### WRITTEN EXERCISE
Return the full review of This Is Where We Live below, word for word.

═════ DOCUMENT EXCERPT ═════

This Is Where We Live | Just Visiting and Griffin IndependentLeft – Ava Torch and Yalin Ozucelik. Cover – Yalin Ozucelik. Photos – Peter Greig

This Is Where We Live
is a gorgeous script. I can absolutely see why it won the 2012 Griffin Award – it is rich, lush, strange, and poetic. It reminded me, in both style and content, of another Griffin Award winner: Lachlan Philpott’s Silent Disco. However, unlike the excellent production of that play a few years ago, I feel like this one missed the mark somewhat.

Our protagonists are Chloe (Ava Torch) and Chris “Odd Boy” McDonald (Yalin Ozucelik), a sort of modern day Orpheus and Eurydice. Chloe is new at school, an aggressively defensive girl with spina bifida from an abusive home who has trouble reading. Chris is the English teacher’s son, who stares at her in class and dreams of a great romantic future for them. He wants to save her, to lead her out of the underworld in which she lives. But the story of Orpheus visiting the underworld to rescue Eurydice is not one destined to end happily.

═════ DATA RECORDS ═════

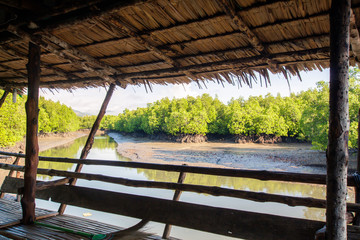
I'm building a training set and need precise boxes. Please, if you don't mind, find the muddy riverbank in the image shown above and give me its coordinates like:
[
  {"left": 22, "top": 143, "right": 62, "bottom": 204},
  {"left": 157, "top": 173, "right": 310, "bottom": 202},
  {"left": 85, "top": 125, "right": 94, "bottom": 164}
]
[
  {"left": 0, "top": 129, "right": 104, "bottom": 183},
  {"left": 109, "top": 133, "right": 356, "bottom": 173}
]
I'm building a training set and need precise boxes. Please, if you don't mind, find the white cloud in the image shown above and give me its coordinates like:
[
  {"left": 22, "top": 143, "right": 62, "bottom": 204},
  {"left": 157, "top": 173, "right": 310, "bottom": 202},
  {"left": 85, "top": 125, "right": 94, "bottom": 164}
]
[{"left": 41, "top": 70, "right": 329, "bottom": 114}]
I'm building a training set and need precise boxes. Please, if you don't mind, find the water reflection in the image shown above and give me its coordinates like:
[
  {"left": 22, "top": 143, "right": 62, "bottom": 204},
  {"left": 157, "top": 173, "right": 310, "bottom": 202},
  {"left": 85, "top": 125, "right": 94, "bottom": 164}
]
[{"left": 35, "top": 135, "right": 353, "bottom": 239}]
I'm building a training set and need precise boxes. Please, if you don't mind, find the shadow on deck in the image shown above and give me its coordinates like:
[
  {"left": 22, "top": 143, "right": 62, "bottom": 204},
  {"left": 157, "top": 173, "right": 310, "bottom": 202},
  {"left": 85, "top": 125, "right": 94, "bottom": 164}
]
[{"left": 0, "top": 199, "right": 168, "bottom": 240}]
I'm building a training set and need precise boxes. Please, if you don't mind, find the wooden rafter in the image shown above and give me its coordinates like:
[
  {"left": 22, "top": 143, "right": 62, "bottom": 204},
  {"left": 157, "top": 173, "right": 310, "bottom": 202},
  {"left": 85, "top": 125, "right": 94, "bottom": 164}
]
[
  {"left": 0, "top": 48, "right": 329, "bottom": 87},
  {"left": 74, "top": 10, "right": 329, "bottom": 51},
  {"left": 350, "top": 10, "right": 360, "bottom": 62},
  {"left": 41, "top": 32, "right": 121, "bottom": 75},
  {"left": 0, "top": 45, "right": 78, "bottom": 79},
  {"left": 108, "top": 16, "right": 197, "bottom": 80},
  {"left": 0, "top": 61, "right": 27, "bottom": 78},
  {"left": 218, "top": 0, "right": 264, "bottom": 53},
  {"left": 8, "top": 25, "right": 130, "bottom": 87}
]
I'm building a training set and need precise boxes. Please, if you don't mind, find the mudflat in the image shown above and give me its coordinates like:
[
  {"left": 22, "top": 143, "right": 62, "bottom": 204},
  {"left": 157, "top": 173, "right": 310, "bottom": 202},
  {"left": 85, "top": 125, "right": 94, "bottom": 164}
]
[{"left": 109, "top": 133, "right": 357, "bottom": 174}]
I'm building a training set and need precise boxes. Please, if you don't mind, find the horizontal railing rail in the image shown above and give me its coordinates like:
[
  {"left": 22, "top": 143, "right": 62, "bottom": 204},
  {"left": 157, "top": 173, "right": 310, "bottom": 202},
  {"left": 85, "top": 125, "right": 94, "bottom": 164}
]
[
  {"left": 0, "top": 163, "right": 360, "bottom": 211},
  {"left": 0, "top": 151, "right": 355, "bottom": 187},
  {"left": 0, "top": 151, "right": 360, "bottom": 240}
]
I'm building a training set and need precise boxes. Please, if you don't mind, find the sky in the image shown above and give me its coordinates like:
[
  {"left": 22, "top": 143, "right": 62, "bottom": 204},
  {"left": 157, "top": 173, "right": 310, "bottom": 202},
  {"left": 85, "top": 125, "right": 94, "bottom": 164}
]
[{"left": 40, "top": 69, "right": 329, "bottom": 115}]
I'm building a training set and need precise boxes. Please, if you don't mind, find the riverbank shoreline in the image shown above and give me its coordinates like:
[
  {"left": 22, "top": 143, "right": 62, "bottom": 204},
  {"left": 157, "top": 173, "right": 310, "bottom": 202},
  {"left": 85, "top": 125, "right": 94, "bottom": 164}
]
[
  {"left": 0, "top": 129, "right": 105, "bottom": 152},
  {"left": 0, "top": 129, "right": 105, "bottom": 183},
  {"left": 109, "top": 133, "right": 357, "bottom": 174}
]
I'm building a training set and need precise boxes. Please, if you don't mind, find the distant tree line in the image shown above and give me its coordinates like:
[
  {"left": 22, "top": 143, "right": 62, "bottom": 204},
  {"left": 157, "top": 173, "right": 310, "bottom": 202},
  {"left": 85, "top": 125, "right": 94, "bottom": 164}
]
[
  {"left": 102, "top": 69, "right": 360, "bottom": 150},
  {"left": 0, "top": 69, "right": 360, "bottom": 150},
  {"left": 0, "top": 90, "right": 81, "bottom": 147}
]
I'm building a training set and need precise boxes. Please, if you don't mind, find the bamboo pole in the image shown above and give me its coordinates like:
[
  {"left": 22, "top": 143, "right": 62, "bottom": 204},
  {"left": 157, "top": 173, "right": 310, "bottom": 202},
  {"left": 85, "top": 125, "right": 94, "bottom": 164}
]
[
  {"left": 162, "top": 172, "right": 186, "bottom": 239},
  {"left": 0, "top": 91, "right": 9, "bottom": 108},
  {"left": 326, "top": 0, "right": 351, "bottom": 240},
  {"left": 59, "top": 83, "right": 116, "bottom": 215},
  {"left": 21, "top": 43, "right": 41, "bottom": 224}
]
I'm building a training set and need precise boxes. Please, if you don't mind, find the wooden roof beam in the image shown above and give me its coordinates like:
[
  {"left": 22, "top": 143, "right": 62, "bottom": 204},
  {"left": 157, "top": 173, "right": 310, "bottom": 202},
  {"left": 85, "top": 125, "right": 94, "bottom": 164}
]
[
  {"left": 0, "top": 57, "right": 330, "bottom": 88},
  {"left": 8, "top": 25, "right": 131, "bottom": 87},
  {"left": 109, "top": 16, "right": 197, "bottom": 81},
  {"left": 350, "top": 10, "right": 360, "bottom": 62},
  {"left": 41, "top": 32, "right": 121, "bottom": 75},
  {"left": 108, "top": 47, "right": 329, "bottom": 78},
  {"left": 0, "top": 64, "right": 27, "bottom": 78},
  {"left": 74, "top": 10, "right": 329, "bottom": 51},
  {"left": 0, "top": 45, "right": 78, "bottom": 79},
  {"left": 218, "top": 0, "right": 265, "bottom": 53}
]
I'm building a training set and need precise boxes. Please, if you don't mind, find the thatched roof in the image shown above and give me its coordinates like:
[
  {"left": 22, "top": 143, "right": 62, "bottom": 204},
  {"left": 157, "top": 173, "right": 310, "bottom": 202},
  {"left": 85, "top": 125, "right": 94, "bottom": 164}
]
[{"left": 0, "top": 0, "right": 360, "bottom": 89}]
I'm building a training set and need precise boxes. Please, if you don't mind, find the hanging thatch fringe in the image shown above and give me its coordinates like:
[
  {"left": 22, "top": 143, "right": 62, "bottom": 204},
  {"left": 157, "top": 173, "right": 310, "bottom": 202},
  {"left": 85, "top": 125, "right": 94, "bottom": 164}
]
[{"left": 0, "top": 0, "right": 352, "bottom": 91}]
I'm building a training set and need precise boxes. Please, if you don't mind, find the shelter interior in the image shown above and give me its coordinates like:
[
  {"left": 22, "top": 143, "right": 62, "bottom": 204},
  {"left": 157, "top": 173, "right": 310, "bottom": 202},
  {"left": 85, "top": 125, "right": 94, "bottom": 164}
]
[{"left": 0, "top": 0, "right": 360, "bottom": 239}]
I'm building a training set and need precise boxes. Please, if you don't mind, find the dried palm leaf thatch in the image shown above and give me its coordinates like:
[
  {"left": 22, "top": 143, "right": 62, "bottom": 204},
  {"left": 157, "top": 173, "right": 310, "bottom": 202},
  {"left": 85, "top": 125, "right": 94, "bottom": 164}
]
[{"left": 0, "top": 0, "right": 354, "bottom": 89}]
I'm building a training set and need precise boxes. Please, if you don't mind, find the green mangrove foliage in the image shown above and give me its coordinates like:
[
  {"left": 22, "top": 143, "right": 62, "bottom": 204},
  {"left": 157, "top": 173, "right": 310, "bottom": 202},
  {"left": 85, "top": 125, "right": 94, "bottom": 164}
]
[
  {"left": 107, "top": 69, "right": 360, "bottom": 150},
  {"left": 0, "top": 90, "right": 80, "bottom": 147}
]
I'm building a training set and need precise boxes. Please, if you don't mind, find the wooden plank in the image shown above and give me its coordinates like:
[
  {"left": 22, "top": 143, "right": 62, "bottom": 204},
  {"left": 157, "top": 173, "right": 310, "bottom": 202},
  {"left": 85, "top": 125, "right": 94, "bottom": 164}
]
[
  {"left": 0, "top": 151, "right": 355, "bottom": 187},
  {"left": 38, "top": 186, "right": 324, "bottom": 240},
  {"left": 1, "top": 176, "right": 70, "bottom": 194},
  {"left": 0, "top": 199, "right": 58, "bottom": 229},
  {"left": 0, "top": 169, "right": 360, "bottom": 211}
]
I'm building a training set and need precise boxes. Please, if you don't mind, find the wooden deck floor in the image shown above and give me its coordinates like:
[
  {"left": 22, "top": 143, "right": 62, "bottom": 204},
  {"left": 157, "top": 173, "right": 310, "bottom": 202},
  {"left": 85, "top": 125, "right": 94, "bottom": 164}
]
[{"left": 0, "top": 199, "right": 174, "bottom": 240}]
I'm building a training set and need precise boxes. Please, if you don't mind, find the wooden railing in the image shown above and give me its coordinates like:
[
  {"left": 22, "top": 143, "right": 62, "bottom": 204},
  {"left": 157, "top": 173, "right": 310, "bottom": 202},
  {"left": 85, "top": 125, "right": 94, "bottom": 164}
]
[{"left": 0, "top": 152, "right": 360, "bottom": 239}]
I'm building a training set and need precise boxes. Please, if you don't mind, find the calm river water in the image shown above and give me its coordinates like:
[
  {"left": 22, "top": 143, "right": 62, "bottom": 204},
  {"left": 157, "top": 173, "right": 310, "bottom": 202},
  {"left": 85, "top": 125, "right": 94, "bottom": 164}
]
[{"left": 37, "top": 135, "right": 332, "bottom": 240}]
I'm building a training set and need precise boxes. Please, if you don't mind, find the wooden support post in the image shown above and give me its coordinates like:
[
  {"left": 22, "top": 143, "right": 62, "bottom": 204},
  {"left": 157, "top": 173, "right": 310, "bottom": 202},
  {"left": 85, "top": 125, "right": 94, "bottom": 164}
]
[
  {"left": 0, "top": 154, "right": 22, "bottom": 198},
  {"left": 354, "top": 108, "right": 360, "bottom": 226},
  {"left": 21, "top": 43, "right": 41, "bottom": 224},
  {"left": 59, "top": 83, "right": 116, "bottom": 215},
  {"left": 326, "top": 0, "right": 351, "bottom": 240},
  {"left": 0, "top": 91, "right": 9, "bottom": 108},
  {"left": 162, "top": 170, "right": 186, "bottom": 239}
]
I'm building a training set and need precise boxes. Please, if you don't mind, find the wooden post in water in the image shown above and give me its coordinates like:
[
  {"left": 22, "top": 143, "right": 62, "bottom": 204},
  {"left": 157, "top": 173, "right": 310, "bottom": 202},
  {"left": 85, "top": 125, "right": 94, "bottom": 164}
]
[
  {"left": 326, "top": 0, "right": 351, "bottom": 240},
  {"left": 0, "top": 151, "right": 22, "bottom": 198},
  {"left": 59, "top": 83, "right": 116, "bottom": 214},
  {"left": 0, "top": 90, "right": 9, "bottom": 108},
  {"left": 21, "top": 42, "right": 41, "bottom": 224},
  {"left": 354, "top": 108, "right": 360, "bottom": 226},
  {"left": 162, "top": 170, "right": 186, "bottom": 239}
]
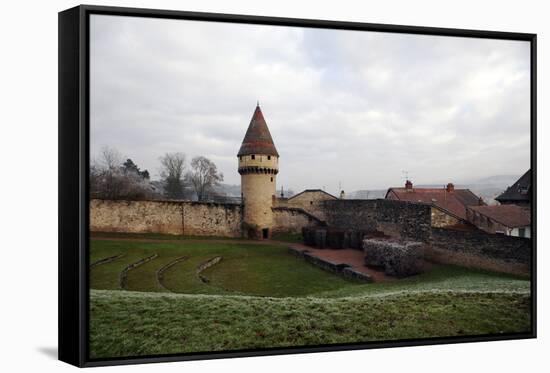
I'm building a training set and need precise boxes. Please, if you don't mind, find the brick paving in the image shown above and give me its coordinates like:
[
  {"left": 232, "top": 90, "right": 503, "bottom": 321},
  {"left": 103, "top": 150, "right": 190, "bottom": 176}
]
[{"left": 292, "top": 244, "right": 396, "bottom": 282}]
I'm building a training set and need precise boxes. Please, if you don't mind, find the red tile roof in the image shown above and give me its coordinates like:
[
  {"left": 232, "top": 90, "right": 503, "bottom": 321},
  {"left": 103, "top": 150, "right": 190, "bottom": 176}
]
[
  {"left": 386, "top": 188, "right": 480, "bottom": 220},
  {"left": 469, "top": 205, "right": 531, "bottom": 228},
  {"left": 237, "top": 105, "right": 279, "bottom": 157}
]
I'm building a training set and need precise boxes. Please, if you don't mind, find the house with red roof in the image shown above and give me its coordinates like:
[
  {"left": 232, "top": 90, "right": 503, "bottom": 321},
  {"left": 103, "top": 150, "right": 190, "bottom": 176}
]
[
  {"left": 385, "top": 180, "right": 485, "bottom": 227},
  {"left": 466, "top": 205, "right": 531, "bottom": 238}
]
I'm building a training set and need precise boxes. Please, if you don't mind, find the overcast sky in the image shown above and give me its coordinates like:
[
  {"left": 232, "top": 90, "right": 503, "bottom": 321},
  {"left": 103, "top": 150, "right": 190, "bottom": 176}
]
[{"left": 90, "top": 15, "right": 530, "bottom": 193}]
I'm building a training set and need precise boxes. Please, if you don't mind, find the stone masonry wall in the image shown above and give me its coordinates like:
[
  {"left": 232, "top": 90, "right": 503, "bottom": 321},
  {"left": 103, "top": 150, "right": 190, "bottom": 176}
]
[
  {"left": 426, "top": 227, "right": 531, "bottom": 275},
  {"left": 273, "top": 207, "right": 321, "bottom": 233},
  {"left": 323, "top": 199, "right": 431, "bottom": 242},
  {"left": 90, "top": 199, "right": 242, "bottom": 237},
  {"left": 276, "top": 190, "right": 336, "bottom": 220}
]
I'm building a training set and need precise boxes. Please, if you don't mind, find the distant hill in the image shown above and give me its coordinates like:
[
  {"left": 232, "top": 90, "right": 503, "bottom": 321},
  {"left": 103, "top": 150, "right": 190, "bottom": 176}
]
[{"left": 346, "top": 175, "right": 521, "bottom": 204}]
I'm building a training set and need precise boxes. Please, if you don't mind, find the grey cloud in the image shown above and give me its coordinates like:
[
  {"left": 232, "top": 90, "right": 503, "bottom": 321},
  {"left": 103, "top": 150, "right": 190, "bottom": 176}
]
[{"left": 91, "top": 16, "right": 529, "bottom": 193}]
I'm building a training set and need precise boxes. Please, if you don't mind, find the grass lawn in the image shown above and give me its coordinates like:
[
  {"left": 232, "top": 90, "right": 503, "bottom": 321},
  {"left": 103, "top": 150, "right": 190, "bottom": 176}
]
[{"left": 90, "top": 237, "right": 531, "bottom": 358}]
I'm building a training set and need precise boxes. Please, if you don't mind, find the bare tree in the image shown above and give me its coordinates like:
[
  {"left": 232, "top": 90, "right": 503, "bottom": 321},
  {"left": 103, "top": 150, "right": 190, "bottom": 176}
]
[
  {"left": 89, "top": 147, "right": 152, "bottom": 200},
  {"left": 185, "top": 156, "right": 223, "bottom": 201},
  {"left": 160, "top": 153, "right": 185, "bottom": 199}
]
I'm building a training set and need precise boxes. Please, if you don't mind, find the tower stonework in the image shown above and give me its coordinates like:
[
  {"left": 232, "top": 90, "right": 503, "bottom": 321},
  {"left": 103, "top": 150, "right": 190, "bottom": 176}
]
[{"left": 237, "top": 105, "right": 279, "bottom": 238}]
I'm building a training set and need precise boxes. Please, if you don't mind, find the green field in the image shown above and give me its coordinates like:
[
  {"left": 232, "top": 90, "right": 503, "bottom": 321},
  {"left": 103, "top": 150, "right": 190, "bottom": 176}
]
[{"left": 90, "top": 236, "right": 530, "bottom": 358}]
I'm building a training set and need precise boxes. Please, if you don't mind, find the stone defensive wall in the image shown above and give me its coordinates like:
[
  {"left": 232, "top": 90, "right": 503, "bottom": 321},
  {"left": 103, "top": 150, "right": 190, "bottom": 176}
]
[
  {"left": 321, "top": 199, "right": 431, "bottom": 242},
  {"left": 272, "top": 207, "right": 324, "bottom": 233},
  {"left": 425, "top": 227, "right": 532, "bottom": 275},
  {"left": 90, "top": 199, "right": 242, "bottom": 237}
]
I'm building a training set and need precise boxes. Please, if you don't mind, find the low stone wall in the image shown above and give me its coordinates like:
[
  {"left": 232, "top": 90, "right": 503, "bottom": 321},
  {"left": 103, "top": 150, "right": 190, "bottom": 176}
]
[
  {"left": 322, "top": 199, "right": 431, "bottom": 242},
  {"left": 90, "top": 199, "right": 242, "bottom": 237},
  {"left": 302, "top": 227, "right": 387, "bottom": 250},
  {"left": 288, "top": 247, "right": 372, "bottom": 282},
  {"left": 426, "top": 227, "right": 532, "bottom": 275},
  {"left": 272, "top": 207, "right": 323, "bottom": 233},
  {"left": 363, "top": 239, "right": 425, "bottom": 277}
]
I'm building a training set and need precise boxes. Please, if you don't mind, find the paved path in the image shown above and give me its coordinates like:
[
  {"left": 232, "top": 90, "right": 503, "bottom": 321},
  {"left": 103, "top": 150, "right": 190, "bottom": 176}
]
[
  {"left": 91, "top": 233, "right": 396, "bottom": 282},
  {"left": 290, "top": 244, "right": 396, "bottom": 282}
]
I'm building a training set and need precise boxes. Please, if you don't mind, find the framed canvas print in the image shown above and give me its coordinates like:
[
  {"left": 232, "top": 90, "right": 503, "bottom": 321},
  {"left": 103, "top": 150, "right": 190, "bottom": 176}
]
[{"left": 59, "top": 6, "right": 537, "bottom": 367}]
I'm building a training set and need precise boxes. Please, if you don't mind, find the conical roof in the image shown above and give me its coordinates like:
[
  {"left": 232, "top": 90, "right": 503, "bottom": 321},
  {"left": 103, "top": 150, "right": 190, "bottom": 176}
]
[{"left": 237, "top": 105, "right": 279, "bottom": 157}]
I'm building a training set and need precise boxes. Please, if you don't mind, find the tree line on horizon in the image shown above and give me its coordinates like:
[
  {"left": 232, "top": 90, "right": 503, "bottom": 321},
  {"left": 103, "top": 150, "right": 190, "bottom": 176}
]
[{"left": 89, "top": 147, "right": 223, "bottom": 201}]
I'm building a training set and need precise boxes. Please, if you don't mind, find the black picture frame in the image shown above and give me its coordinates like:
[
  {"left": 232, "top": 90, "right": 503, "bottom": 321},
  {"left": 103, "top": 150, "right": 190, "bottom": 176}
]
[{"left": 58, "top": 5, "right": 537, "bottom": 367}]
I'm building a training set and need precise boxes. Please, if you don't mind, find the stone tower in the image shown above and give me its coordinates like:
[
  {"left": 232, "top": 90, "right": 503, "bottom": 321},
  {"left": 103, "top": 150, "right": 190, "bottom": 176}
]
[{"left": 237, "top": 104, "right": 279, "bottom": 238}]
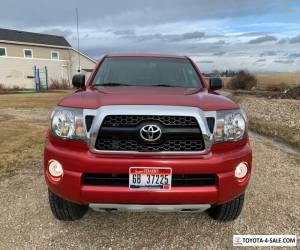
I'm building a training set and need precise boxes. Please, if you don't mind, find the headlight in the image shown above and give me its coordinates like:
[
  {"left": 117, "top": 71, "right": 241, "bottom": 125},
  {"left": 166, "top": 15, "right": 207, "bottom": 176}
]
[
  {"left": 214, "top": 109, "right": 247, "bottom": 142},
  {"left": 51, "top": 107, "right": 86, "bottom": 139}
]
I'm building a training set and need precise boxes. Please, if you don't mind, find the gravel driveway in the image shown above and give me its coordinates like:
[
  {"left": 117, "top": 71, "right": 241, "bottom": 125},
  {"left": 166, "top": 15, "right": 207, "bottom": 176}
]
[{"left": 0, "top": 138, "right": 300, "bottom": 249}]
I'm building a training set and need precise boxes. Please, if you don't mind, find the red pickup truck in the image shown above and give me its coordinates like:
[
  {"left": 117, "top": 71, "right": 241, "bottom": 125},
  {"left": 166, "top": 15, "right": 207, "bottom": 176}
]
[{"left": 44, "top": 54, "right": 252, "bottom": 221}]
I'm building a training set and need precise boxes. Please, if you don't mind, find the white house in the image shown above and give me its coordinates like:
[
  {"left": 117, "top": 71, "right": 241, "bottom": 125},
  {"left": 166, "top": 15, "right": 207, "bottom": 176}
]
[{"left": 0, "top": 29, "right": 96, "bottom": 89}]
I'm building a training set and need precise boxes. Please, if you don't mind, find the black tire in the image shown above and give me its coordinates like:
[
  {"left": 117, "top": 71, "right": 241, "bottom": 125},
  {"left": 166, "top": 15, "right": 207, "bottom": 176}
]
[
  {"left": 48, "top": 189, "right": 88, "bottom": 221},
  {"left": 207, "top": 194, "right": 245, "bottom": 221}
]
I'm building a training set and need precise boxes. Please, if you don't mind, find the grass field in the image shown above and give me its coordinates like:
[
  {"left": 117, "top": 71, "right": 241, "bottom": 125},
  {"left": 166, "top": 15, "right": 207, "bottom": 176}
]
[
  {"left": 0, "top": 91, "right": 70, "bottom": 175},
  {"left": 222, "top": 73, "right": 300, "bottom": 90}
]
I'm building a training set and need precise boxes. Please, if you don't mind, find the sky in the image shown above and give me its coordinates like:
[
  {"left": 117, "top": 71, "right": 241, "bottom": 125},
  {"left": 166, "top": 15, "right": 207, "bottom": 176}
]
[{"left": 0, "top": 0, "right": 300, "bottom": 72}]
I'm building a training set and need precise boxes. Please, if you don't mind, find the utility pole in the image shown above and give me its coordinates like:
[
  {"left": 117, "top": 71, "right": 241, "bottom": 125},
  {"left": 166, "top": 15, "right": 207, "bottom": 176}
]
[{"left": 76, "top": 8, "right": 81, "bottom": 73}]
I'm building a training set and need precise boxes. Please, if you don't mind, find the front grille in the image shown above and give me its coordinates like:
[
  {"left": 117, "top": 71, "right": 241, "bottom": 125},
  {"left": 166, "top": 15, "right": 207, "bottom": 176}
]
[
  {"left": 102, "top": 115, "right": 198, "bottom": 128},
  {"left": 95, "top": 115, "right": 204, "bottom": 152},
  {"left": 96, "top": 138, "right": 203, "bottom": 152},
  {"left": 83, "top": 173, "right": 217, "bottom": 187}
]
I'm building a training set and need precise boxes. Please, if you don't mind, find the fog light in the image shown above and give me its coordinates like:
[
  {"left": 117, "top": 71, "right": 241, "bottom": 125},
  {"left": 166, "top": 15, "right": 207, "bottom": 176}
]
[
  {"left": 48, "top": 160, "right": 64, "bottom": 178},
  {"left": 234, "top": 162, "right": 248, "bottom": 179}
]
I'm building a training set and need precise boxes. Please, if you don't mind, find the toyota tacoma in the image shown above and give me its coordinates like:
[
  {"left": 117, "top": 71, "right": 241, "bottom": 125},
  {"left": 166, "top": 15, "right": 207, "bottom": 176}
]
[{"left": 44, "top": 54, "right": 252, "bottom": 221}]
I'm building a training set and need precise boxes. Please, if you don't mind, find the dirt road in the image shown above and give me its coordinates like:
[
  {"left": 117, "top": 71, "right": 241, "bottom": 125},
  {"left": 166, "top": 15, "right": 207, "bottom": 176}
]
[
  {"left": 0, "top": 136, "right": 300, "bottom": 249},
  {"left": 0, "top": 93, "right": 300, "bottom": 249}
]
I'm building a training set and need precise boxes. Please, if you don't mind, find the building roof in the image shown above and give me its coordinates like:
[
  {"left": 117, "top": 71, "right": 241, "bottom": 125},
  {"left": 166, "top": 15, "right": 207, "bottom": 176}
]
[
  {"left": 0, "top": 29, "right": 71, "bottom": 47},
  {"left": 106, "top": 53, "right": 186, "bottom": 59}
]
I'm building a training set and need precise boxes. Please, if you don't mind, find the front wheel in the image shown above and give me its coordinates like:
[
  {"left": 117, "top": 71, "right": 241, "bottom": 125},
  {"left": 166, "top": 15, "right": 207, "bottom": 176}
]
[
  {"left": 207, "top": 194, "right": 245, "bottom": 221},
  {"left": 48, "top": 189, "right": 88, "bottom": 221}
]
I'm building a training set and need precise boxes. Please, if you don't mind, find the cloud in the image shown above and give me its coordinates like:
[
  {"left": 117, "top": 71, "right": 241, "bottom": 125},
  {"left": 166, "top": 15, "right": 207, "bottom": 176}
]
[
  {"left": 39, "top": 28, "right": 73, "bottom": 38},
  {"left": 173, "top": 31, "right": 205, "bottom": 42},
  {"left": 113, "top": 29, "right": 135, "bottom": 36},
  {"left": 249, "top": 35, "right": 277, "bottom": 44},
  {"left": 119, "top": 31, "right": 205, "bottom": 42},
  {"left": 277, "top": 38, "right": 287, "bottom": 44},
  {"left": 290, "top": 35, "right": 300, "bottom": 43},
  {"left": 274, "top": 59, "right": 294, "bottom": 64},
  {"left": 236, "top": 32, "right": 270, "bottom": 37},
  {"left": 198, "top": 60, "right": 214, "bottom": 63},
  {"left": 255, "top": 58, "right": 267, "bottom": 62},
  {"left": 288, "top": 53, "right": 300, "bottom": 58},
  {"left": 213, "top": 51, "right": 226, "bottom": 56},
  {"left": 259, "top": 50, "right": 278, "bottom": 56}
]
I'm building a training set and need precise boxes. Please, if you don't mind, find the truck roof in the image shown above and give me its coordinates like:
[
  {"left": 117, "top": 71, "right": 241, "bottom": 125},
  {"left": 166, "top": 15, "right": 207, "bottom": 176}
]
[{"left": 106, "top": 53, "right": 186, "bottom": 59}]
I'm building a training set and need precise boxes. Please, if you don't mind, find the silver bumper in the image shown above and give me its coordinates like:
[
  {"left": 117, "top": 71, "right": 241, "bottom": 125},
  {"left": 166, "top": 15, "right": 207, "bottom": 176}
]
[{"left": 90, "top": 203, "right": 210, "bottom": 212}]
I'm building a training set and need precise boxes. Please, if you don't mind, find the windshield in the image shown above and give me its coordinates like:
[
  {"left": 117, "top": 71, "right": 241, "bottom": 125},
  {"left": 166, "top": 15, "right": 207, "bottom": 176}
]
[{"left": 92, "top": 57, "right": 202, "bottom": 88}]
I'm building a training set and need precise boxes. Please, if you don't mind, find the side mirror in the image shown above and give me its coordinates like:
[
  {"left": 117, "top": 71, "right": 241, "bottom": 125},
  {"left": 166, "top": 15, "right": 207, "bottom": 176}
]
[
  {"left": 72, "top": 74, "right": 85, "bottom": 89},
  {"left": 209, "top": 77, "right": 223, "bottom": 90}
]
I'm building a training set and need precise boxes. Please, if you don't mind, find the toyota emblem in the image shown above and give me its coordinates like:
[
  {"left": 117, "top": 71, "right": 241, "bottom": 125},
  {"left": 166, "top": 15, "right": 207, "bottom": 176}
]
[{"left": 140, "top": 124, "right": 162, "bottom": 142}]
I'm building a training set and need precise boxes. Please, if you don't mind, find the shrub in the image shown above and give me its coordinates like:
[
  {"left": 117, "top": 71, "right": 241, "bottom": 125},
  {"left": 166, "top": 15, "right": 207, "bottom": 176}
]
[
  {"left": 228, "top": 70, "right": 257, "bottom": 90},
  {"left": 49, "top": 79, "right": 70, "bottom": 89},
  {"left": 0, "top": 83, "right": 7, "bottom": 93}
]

═════

### RESPONSE
This Is Where We Live | Just Visiting and Griffin IndependentLeft – Ava Torch and Yalin Ozucelik. Cover – Yalin Ozucelik. Photos – Peter Greig

This Is Where We Live
is a gorgeous script. I can absolutely see why it won the 2012 Griffin Award – it is rich, lush, strange, and poetic. It reminded me, in both style and content, of another Griffin Award winner: Lachlan Philpott’s Silent Disco. However, unlike the excellent production of that play a few years ago, I feel like this one missed the mark somewhat.

Our protagonists are Chloe (Ava Torch) and Chris “Odd Boy” McDonald (Yalin Ozucelik), a sort of modern day Orpheus and Eurydice. Chloe is new at school, an aggressively defensive girl with spina bifida from an abusive home who has trouble reading. Chris is the English teacher’s son, who stares at her in class and dreams of a great romantic future for them. He wants to save her, to lead her out of the underworld in which she lives. But the story of Orpheus visiting the underworld to rescue Eurydice is not one destined to end happily.